== Task instructions ==
Once you find a line containing the word "guardrail" in the entries below, copy it.

+---+

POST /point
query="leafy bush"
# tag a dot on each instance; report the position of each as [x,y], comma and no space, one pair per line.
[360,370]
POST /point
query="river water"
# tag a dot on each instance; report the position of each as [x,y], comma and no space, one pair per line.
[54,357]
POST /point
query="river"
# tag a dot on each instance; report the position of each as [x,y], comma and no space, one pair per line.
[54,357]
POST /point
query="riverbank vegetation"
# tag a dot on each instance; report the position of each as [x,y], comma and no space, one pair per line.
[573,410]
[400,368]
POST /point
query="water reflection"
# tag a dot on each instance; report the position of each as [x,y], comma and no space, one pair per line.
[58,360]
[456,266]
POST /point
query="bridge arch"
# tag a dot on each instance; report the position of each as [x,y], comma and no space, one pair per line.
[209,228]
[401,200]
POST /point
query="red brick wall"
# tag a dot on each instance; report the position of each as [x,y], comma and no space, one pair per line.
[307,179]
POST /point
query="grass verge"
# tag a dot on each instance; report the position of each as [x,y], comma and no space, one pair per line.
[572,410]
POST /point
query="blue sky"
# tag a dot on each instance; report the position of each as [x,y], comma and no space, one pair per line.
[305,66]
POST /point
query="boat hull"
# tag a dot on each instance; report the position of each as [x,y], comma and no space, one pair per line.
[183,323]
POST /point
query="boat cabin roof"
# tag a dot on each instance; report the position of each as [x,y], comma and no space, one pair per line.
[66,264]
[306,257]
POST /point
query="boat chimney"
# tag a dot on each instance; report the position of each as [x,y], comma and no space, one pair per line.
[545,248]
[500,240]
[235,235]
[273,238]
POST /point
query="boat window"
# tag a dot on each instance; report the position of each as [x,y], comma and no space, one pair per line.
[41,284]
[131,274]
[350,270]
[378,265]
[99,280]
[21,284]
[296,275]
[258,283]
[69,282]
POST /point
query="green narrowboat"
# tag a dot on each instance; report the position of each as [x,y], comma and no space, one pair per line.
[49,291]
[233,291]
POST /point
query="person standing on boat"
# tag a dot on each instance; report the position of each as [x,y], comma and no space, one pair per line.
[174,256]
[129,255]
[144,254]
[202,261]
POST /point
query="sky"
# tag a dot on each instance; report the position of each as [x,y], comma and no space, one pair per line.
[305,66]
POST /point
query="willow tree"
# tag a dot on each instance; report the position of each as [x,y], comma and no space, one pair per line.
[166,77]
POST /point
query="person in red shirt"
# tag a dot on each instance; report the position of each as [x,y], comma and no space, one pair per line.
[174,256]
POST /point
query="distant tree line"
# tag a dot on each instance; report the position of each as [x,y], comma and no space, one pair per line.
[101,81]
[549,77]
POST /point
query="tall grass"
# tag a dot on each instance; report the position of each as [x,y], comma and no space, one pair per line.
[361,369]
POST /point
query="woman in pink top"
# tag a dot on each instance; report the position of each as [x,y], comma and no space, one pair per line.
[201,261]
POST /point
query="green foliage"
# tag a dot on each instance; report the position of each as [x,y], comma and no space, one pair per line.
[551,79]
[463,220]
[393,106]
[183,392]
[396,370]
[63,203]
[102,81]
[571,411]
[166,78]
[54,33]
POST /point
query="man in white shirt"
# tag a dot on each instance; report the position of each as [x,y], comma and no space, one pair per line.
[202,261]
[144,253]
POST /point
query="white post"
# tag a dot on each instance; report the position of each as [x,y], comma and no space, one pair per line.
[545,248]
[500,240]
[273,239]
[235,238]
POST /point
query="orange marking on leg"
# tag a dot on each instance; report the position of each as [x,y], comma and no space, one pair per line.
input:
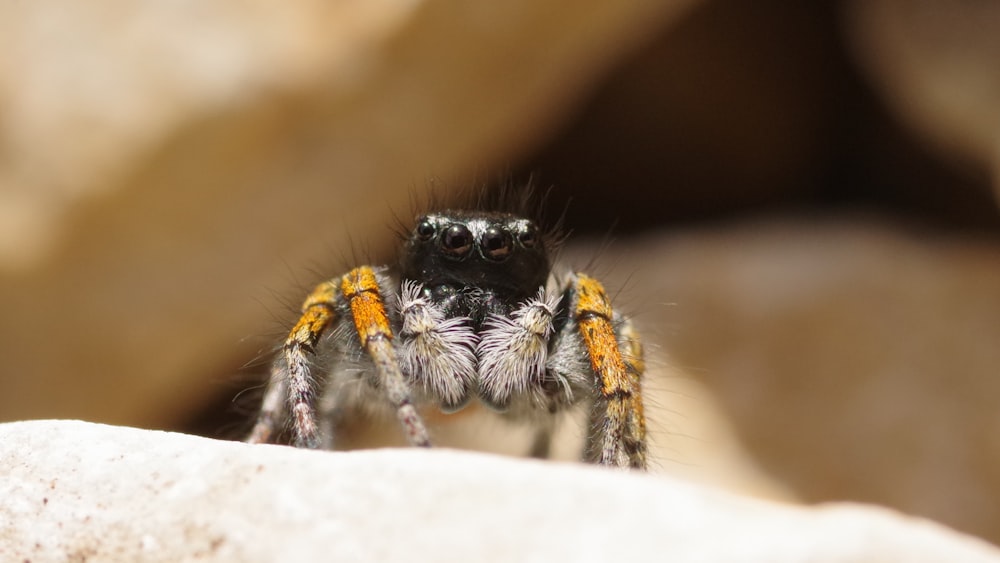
[360,288]
[317,315]
[593,311]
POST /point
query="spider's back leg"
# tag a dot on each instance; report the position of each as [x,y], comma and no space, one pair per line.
[620,437]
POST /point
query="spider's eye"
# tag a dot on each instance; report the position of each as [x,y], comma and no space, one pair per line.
[456,241]
[496,244]
[528,237]
[425,230]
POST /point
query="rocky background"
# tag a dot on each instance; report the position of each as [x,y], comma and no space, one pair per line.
[803,201]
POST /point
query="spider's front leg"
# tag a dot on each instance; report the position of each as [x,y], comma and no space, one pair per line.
[290,380]
[358,295]
[620,437]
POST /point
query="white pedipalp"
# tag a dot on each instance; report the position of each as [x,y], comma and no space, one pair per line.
[437,353]
[513,350]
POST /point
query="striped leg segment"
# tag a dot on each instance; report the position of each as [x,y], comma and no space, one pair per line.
[290,376]
[620,439]
[360,289]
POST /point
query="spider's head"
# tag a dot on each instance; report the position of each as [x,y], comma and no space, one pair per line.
[498,253]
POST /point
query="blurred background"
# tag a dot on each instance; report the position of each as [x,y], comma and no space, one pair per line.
[796,201]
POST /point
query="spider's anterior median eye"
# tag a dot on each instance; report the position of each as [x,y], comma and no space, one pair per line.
[495,243]
[425,230]
[528,237]
[456,240]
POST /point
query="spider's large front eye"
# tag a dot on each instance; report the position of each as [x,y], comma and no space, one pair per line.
[496,244]
[456,241]
[529,236]
[425,230]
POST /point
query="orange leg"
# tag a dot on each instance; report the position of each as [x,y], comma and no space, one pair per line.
[360,289]
[620,439]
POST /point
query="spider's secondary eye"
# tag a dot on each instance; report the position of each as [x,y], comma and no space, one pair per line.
[528,237]
[425,230]
[456,240]
[495,243]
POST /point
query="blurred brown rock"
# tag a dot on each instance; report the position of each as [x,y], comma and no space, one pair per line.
[935,64]
[855,359]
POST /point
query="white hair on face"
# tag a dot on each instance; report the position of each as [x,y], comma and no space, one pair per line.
[512,350]
[436,352]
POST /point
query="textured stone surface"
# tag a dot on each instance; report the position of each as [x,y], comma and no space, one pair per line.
[78,491]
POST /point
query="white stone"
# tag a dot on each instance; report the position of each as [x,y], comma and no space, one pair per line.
[80,491]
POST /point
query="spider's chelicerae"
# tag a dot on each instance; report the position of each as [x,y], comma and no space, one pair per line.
[472,312]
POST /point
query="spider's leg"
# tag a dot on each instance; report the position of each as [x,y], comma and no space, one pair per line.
[272,408]
[620,439]
[361,291]
[290,373]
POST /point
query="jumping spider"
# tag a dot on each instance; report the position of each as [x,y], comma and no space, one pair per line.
[473,311]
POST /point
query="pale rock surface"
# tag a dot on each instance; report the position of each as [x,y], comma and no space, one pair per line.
[80,491]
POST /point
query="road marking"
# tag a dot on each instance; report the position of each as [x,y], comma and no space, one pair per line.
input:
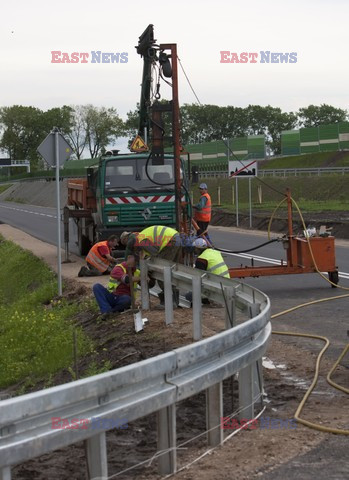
[28,211]
[273,261]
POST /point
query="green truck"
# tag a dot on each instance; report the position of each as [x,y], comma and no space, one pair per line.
[133,191]
[123,192]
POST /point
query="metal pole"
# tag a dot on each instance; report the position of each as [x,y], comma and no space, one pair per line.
[250,200]
[168,295]
[176,134]
[58,203]
[196,288]
[237,201]
[144,284]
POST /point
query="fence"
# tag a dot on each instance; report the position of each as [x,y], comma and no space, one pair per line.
[152,385]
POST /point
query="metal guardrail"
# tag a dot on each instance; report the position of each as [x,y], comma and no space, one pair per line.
[282,172]
[152,385]
[288,172]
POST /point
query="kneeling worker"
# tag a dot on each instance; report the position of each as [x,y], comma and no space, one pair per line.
[161,242]
[117,296]
[209,260]
[99,260]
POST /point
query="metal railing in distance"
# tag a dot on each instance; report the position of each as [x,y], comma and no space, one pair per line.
[302,172]
[152,385]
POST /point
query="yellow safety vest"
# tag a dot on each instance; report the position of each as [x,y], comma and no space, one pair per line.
[113,283]
[156,238]
[215,262]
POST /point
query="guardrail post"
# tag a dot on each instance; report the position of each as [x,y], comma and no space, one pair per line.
[246,404]
[5,473]
[168,295]
[197,310]
[230,313]
[144,284]
[214,413]
[167,440]
[97,457]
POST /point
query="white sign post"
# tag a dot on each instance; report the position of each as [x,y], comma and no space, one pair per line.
[55,150]
[245,169]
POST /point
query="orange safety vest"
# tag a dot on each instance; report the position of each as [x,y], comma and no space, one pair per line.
[204,215]
[95,259]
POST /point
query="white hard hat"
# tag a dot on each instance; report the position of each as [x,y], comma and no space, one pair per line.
[200,243]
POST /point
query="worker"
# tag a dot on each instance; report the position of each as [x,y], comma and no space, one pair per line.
[117,296]
[129,241]
[99,260]
[209,260]
[202,214]
[161,242]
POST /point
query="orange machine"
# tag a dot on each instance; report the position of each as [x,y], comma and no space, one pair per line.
[299,256]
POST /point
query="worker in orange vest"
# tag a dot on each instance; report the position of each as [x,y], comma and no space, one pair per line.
[202,214]
[99,260]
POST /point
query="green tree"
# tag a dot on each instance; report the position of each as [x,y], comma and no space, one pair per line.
[102,126]
[22,132]
[24,128]
[315,115]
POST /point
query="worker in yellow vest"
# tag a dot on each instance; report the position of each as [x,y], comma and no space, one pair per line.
[99,260]
[209,260]
[117,296]
[161,242]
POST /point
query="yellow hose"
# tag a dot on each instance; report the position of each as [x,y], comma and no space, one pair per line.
[317,367]
[315,426]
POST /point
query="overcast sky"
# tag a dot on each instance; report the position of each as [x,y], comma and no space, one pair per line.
[317,30]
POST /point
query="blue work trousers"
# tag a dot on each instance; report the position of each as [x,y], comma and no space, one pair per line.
[108,302]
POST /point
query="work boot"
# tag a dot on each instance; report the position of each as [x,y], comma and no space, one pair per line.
[83,272]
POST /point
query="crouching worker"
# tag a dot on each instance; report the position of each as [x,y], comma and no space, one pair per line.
[209,260]
[117,296]
[99,260]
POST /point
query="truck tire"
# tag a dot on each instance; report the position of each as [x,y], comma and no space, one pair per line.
[334,278]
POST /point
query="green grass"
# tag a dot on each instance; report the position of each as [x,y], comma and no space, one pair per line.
[316,193]
[308,160]
[4,187]
[36,332]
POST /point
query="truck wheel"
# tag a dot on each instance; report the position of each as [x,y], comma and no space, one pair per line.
[84,243]
[334,278]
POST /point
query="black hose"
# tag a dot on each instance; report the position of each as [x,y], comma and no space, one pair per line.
[248,250]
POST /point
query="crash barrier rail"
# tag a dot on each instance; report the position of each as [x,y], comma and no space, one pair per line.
[152,385]
[302,172]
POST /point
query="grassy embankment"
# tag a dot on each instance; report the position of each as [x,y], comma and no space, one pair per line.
[36,329]
[313,194]
[4,187]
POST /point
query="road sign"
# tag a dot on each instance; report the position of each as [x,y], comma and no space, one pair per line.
[138,145]
[47,149]
[243,168]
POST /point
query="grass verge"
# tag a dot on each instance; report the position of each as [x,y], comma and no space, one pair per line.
[36,329]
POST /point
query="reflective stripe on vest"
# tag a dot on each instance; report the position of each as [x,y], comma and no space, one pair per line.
[113,283]
[95,259]
[204,215]
[156,238]
[215,262]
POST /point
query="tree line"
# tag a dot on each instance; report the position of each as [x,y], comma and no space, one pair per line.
[91,130]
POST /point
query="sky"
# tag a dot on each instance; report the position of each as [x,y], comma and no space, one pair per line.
[316,30]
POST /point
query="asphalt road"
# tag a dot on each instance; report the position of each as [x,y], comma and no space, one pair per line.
[329,319]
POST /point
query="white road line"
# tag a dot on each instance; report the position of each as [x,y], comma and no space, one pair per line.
[28,211]
[273,261]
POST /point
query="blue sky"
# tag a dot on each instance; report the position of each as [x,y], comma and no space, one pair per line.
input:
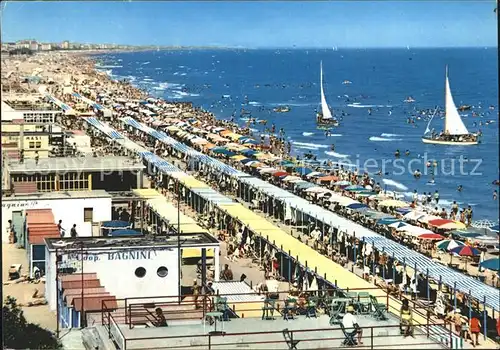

+---+

== Output of the task ==
query="metal guardrail"
query="guardrail post"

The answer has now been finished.